*Work to complete*.
a: Translate the line "I don't even know what a forte is" from the rap exchange into Spanish.
b: Retype the part of the rap exchange between "Why the hella" and "be so bad :)", inclusive.

*Text excerpt*.
_ _ _ _ _ _ _

Yo' mommas so fat cause she ate a cat
She ate a cat cause your dads nuts were to small
My dads nuts are so huge their're like soccer balls
My rhyming is getting dodgy and -pauses-

Why the hella a jeroboam!? Isn't that like a measurement of wine...?

-resumes-

I have delayed reactions
My words are hot like fractions
Maths is SO my forte
Like lying and backwards croquet!

oh, and actually a carrer in the special forces might not be so bad :)

lots of dove (because you smell).
Mrs Sfat(ass) :)

Eliise Beer Mrs Sfat
I actually AM a cat
So keep the cats out of da house
Or I'll cut your blouse into a mouse
Yo' rhyming is so ship it makes me quiver
But I don't give a ship, I just shiver
At least mine's got a wine bottle in it,
Yours sucks my dogs balls, innit
I'm not so sure if we'll get a career in rapping industry
But still - who the hell gives a ship about pastry???
I don't even know what a forte is
Might be because my name's Elise
Or maybe because I skipped some lessons
..With every day I feel more that my brain lessens...

_ _ _ _ _ _ _

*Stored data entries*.

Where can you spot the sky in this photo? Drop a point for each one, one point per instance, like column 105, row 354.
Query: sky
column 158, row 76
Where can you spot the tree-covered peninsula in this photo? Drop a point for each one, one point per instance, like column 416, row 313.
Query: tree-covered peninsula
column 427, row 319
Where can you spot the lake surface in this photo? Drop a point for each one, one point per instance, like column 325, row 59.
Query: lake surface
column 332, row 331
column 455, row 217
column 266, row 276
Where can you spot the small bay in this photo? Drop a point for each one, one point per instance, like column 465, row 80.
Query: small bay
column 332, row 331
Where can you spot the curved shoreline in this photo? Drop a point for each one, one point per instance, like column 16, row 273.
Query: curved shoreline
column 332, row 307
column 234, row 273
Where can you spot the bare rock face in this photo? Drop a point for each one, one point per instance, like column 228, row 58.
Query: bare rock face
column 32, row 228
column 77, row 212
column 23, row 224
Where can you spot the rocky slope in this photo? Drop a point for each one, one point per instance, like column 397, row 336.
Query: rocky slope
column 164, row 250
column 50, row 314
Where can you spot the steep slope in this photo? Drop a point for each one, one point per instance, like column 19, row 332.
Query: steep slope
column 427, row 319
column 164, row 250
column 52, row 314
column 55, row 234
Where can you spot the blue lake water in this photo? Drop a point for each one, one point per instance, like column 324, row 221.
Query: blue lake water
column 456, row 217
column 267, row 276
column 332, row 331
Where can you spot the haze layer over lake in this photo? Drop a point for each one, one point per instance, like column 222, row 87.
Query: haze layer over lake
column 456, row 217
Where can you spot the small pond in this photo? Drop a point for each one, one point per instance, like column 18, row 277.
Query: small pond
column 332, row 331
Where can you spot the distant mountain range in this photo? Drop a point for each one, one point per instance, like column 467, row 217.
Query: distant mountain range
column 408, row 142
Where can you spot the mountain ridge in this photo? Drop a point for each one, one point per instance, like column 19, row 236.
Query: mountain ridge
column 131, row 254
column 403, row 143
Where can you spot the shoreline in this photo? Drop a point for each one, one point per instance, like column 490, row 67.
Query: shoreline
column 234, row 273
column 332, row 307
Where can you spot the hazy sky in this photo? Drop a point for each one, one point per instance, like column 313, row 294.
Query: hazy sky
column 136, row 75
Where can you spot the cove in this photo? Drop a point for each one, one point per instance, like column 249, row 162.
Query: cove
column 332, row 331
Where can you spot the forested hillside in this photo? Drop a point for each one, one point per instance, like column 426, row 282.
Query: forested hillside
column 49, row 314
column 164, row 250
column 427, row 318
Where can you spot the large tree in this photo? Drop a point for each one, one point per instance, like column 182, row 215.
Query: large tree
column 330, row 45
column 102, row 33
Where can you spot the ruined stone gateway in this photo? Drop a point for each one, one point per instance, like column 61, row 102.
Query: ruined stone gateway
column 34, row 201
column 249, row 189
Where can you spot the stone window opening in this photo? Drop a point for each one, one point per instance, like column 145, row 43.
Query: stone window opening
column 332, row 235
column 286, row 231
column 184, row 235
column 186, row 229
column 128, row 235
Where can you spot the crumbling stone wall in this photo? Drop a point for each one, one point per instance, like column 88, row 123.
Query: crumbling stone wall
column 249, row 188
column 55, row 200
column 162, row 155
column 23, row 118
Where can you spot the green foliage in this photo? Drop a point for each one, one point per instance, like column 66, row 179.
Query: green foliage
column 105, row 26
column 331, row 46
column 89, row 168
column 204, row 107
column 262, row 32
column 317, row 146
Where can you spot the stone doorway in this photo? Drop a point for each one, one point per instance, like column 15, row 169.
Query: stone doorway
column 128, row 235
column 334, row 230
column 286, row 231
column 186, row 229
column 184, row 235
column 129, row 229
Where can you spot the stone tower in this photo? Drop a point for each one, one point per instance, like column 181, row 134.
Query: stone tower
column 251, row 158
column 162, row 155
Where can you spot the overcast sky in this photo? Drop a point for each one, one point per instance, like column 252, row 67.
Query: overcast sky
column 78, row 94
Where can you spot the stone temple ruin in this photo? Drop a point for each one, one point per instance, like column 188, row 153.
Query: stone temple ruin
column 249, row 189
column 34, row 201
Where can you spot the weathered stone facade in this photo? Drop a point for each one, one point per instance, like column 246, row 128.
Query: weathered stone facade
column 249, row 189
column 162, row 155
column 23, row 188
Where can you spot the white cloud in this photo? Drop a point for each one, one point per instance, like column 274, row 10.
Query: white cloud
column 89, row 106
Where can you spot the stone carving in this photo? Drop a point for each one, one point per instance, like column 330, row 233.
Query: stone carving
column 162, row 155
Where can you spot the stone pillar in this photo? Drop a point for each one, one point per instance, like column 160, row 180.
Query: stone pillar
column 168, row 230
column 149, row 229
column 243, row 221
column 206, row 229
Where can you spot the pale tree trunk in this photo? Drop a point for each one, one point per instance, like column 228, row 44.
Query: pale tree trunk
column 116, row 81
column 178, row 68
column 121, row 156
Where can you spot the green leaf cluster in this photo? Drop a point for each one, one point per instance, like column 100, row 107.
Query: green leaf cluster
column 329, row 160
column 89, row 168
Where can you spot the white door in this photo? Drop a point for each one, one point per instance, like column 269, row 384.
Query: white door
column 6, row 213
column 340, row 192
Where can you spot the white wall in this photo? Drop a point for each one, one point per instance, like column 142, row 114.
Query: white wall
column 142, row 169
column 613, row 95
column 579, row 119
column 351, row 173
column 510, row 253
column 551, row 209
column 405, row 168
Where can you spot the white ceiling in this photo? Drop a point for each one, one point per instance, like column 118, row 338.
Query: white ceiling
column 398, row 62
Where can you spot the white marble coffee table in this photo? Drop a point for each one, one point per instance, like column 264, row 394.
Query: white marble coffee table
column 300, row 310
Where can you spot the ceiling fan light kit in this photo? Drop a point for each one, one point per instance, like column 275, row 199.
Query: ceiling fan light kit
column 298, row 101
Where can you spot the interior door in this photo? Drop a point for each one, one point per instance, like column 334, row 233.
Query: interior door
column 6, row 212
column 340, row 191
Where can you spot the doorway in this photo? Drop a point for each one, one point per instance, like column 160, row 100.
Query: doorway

_ _ _ _ _ _ _

*Outputs in order*.
a: Ni siquiera sé qué es un forte.

b:
Why the hella a jeroboam!? Isn't that like a measurement of wine...?

-resumes-

I have delayed reactions
My words are hot like fractions
Maths is SO my forte
Like lying and backwards croquet!

oh, and actually a carrer in the special forces might not be so bad :)